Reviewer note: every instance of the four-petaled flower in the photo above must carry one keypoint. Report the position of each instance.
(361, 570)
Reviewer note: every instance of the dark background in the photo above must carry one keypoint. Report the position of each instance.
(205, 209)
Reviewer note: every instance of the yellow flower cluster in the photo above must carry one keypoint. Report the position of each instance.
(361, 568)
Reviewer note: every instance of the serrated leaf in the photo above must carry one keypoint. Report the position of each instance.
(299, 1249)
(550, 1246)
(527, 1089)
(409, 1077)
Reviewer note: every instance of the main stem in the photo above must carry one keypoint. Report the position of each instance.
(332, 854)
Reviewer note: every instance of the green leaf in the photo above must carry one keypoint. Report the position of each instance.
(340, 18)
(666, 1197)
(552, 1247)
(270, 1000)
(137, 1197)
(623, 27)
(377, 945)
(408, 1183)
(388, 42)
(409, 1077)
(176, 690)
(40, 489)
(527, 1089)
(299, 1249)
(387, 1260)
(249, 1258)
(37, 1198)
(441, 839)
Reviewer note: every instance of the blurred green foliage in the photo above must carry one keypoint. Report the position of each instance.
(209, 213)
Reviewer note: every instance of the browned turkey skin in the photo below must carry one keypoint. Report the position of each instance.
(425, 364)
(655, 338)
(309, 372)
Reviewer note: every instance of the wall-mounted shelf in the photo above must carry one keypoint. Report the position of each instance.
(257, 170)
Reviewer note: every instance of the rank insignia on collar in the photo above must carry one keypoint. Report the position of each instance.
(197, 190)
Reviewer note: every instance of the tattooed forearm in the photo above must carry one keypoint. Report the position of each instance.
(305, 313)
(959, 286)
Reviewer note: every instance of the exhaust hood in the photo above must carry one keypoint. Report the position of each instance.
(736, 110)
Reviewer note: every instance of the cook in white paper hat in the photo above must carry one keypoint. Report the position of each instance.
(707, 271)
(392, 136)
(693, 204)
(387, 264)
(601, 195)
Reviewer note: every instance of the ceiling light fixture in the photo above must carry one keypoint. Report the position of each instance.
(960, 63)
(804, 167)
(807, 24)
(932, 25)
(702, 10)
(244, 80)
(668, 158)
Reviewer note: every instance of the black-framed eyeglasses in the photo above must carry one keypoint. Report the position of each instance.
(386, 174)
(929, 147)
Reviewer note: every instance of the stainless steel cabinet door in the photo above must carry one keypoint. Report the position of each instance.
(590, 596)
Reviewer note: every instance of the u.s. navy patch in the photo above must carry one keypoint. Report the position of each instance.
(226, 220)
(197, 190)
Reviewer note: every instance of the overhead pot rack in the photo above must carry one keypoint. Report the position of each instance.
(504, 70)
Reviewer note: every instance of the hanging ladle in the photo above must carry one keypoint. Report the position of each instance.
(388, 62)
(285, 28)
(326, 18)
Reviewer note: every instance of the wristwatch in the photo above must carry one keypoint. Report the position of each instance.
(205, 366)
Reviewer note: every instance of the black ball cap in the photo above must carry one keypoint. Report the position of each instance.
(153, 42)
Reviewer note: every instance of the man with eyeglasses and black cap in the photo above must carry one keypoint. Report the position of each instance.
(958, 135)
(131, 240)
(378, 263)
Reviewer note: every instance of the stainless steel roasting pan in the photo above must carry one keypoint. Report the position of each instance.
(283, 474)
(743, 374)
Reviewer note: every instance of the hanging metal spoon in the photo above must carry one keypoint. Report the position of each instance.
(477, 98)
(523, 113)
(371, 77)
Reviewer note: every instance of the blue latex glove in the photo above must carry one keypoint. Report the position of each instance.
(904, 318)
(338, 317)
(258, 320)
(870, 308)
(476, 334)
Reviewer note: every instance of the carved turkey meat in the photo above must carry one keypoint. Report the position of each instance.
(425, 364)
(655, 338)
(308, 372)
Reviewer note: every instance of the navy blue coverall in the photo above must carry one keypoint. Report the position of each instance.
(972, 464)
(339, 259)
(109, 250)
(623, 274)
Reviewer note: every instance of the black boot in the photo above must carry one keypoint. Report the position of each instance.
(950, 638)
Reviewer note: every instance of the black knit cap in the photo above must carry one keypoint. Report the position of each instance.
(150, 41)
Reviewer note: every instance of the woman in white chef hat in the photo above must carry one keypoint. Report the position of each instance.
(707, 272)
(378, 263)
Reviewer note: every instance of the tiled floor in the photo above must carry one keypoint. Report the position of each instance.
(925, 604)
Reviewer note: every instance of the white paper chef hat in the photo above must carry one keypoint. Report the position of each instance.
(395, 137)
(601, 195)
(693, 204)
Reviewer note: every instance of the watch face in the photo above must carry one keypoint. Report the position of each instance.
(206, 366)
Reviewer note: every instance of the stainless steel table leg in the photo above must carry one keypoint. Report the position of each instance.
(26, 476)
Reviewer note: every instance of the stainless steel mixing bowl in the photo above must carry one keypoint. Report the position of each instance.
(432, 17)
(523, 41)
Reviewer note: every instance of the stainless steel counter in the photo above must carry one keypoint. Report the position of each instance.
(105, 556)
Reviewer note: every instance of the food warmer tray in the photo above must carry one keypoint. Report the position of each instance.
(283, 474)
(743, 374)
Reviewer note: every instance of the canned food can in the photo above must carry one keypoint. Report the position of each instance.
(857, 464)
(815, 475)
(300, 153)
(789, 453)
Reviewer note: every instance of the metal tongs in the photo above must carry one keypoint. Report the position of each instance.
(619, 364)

§ Exercise
Take the lines above from the one holding "Reviewer note: every instance of the black boot" to the last and output them exactly.

§ Worked solution
Reviewer note: every instance of the black boot in the photo above must carry one keypoint. Report the position of each instance.
(950, 638)
Reviewer note: every instance of the black knit cap in the photo above must carry one keypoint. Report the position of each instance.
(150, 41)
Reviewer note: every instance of the woman in white chef hat in the photo above must carry one keypoint. Report the position of each instance.
(707, 272)
(378, 263)
Reviewer note: every instance of the tiled floor in the photo above must carry one keypoint. Report the position of each instance.
(925, 604)
Reviewer note: every instance of the white paper chef hat in the photo above must carry one keypoint. Report the position of each instance.
(395, 137)
(601, 195)
(693, 204)
Reviewer note: every instance of the watch face in the photo above must carry one keypoint. Report the position of each instance.
(206, 366)
Reviewer note: every instance of the stainless steel table leg in the photo above must carry one keypoint. Report the position of each instance.
(26, 476)
Reviewer note: every instance of the stainless steel mixing bowl in the photo above must carry one keypoint. Report the position of each instance.
(432, 17)
(523, 41)
Reviewer note: every instance of the stainless steel counter in the photo above must carry one keypoint. Report the position of each instance.
(105, 556)
Reviewer note: every instance of the food warmer tray in the photo above must carry one keypoint. Report the position of each instance.
(283, 474)
(743, 374)
Reviewer note: every instance of the canned food can in the photo above must carry one keypoint. Report the position of each instance.
(857, 464)
(815, 475)
(300, 153)
(789, 453)
Reviewer note: every instance of the metal tongs in the photo above must carry one keypoint. Report the position of each instance.
(619, 364)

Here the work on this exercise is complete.